DOCUMENT PASSAGE:
Jay ends this first volume by giving extensive practical helps in using grief as a counseling opportunity. With many decades of experience and keen insight of the Scriptures he was able to help me see how to help someone in grief. I must say that I have dealt very poorly with this in the past and that this appendix is worth the price of the book for the pastor who has the responsibility of dealing with those in grief.

Volume 2: Pastoral Counseling
"Because I have written extensively elsewhere about counseling in general and about certain aspects of counseling in particular ( see Competent to Counsel, The Big Umbrella, The Christian Counselor's Manual), and because these books are all available, I do not intend to duplicate here what I have written there. Instead, I shall consider some aspects of counseling that pertain especially to the work of the pastor, focusing particularly upon the work of premarital counseling.

Pastoral counseling is a special, but not separate, area pf pastoral activity; indeed, biblically it is close to the heart of shepherding...Counseling is a work that every minister may, indeed must, perform as a faithful shepherd of Jesus Christ...Referral, except to another faithful shepherd, is out of the question...A pastor never should relinquish his own personal shepherdly care and concern for his member."
Topics covered in this volume:
  • Getting church leadership involved in counseling (elders, deacons, etc.)

EXERCISE DESCRIPTION: Reproduce the book review word for word, from "Pastoral counseling is" up to and including "(elders, deacons, etc.)". The listing that comes next is from a separate source, not from the book review.

PROVIDED MATERIAL:
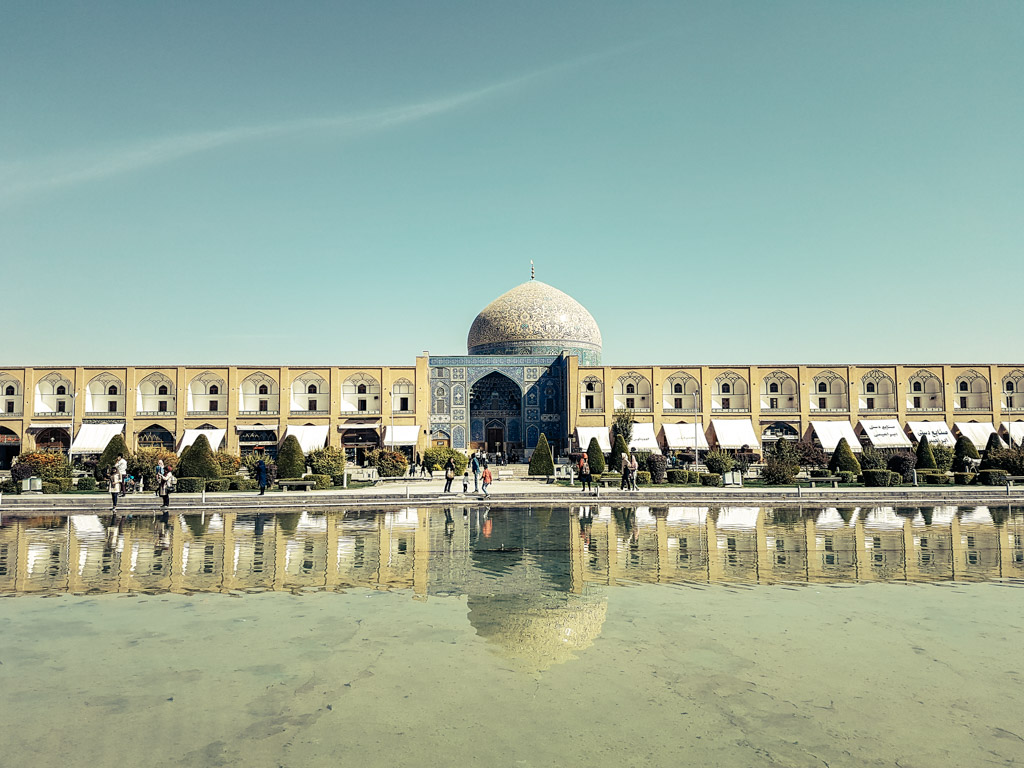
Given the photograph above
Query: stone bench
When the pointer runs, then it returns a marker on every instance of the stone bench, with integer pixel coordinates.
(304, 484)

SOLUTION BELOW:
Pastoral counseling is a special, but not separate, area pf pastoral activity; indeed, biblically it is close to the heart of shepherding...Counseling is a work that every minister may, indeed must, perform as a faithful shepherd of Jesus Christ...Referral, except to another faithful shepherd, is out of the question...A pastor never should relinquish his own personal shepherdly care and concern for his member."
Topics covered in this volume:
  • Getting church leadership involved in counseling (elders, deacons, etc.)